Data entries:
------------
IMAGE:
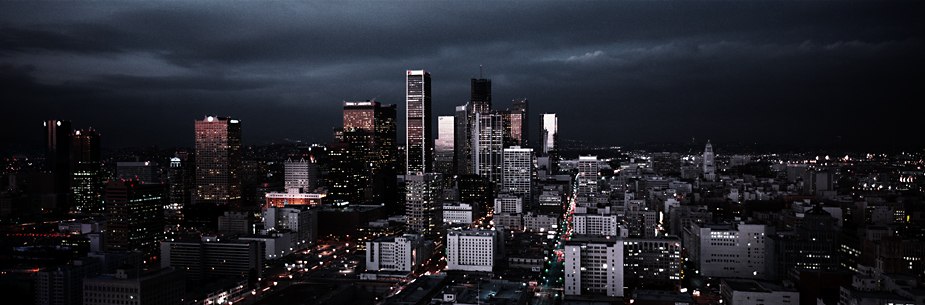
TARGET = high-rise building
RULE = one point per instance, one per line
(594, 265)
(506, 203)
(520, 123)
(181, 179)
(397, 253)
(463, 138)
(144, 171)
(473, 250)
(481, 95)
(57, 153)
(709, 169)
(549, 141)
(588, 176)
(219, 169)
(301, 174)
(379, 124)
(517, 171)
(424, 205)
(445, 154)
(487, 145)
(87, 183)
(418, 139)
(135, 216)
(301, 220)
------------
Render the lines of the data above as a numbered list, omitting any blank lines and leaving out the pictures.

TASK ANSWER:
1. IMAGE:
2. TARGET = high-rise building
3. RULE = one point per instance, one per line
4. (594, 265)
5. (506, 203)
6. (520, 123)
7. (181, 179)
8. (397, 253)
9. (463, 138)
10. (144, 171)
11. (473, 250)
12. (481, 95)
13. (57, 153)
14. (709, 169)
15. (549, 141)
16. (588, 176)
17. (219, 169)
18. (301, 174)
19. (379, 124)
20. (517, 171)
21. (424, 205)
22. (445, 154)
23. (487, 145)
24. (87, 183)
25. (418, 139)
26. (135, 216)
27. (301, 220)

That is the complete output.